**Aim**.
Count the lines in the records below that contain the string "window", and reply with the number only.
* start Extracted entries *
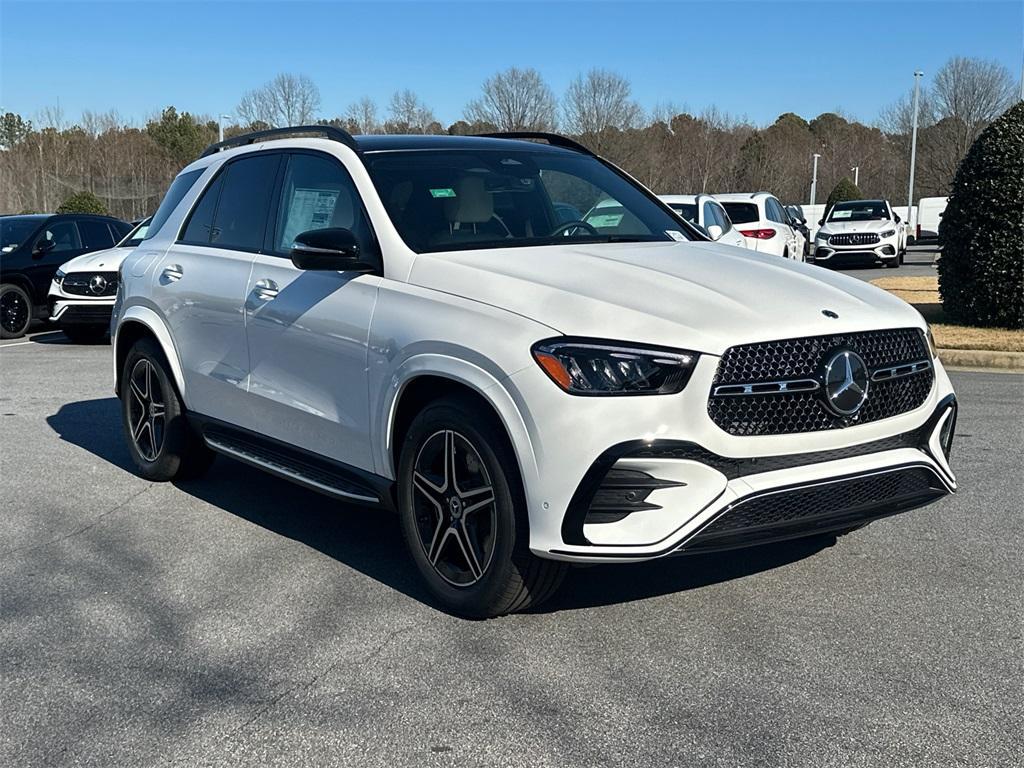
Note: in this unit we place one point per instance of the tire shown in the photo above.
(15, 311)
(438, 524)
(85, 334)
(162, 443)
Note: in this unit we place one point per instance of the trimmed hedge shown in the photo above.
(844, 190)
(83, 202)
(982, 229)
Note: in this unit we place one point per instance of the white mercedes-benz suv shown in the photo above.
(404, 322)
(860, 231)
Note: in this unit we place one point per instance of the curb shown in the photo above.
(982, 358)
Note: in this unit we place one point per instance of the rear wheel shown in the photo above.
(15, 311)
(85, 334)
(463, 514)
(162, 443)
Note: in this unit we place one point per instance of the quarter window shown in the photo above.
(65, 237)
(240, 221)
(95, 235)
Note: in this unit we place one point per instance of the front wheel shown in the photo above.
(15, 311)
(464, 517)
(161, 442)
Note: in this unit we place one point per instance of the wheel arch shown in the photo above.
(138, 323)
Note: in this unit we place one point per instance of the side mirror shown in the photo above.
(334, 249)
(43, 246)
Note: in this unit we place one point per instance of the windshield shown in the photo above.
(687, 210)
(14, 230)
(136, 236)
(742, 213)
(859, 210)
(462, 199)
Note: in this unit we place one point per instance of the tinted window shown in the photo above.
(741, 213)
(687, 210)
(317, 194)
(64, 235)
(95, 235)
(443, 200)
(178, 188)
(201, 221)
(241, 218)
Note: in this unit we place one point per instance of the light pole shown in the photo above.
(220, 121)
(913, 143)
(814, 178)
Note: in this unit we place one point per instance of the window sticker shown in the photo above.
(605, 220)
(310, 209)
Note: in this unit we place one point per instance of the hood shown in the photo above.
(97, 261)
(700, 296)
(873, 225)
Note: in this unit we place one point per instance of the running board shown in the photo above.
(311, 472)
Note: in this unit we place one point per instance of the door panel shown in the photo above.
(307, 354)
(201, 292)
(308, 330)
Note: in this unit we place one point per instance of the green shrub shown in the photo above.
(981, 231)
(83, 202)
(844, 190)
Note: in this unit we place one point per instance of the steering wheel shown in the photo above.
(570, 225)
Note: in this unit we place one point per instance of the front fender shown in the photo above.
(158, 329)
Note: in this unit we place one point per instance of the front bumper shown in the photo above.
(886, 250)
(81, 311)
(693, 487)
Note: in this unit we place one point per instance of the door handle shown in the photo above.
(265, 290)
(172, 272)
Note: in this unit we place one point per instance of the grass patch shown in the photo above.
(924, 294)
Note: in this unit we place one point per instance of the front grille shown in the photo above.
(795, 359)
(90, 284)
(838, 504)
(854, 239)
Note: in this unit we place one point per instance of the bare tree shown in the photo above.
(361, 116)
(599, 100)
(288, 99)
(515, 100)
(407, 114)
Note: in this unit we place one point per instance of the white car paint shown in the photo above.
(772, 217)
(887, 232)
(323, 364)
(709, 215)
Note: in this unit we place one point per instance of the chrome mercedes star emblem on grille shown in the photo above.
(846, 381)
(97, 284)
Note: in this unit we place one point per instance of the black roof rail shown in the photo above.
(552, 138)
(328, 131)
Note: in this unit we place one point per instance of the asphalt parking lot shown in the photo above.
(242, 621)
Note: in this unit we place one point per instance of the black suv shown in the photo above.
(32, 248)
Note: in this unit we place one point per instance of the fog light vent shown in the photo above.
(624, 492)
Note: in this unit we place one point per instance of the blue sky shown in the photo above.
(754, 59)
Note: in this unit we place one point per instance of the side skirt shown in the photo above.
(297, 465)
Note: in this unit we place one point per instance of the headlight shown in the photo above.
(607, 368)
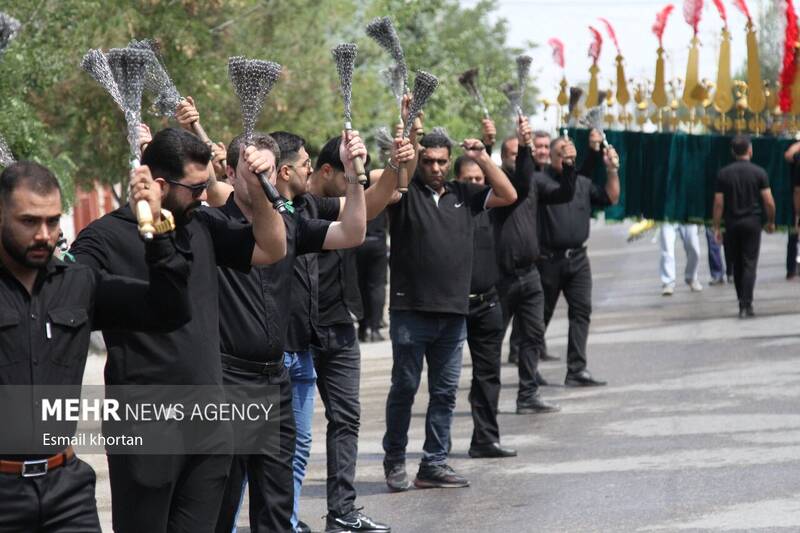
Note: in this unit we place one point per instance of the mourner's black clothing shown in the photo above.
(373, 262)
(435, 235)
(253, 305)
(564, 265)
(520, 288)
(484, 334)
(304, 318)
(566, 226)
(169, 492)
(189, 355)
(741, 184)
(44, 340)
(253, 325)
(44, 336)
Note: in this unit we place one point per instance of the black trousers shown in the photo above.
(573, 277)
(61, 501)
(269, 476)
(372, 265)
(744, 243)
(521, 296)
(485, 339)
(337, 361)
(166, 493)
(791, 253)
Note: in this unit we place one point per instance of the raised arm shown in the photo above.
(268, 226)
(384, 191)
(350, 229)
(562, 189)
(188, 117)
(612, 175)
(524, 166)
(162, 304)
(503, 193)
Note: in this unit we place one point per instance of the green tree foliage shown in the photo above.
(55, 113)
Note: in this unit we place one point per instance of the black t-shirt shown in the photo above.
(339, 295)
(188, 355)
(304, 319)
(741, 183)
(253, 306)
(516, 232)
(485, 273)
(567, 225)
(432, 247)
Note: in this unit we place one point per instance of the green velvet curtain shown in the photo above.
(670, 176)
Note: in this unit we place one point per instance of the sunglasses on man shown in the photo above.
(196, 190)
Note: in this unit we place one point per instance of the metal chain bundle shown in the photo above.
(523, 69)
(393, 76)
(6, 157)
(511, 90)
(157, 81)
(252, 80)
(128, 66)
(345, 56)
(96, 64)
(469, 80)
(382, 31)
(9, 27)
(424, 85)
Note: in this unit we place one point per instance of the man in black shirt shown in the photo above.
(253, 331)
(541, 156)
(518, 249)
(337, 357)
(372, 261)
(160, 493)
(432, 237)
(740, 191)
(564, 263)
(48, 308)
(484, 328)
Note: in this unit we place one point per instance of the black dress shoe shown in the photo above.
(492, 450)
(540, 380)
(582, 379)
(544, 356)
(536, 405)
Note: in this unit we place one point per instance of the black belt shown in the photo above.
(483, 297)
(268, 367)
(562, 253)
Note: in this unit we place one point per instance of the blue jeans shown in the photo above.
(304, 377)
(715, 264)
(439, 339)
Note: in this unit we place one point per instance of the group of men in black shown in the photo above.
(236, 293)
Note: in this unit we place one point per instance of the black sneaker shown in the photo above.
(439, 477)
(396, 477)
(355, 520)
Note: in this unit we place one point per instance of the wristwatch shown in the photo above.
(166, 224)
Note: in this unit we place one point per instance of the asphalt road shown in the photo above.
(698, 430)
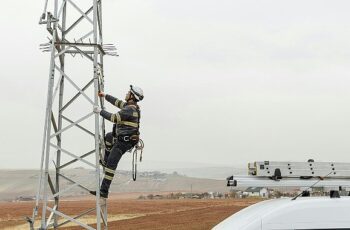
* end Extracted entries *
**Written reply**.
3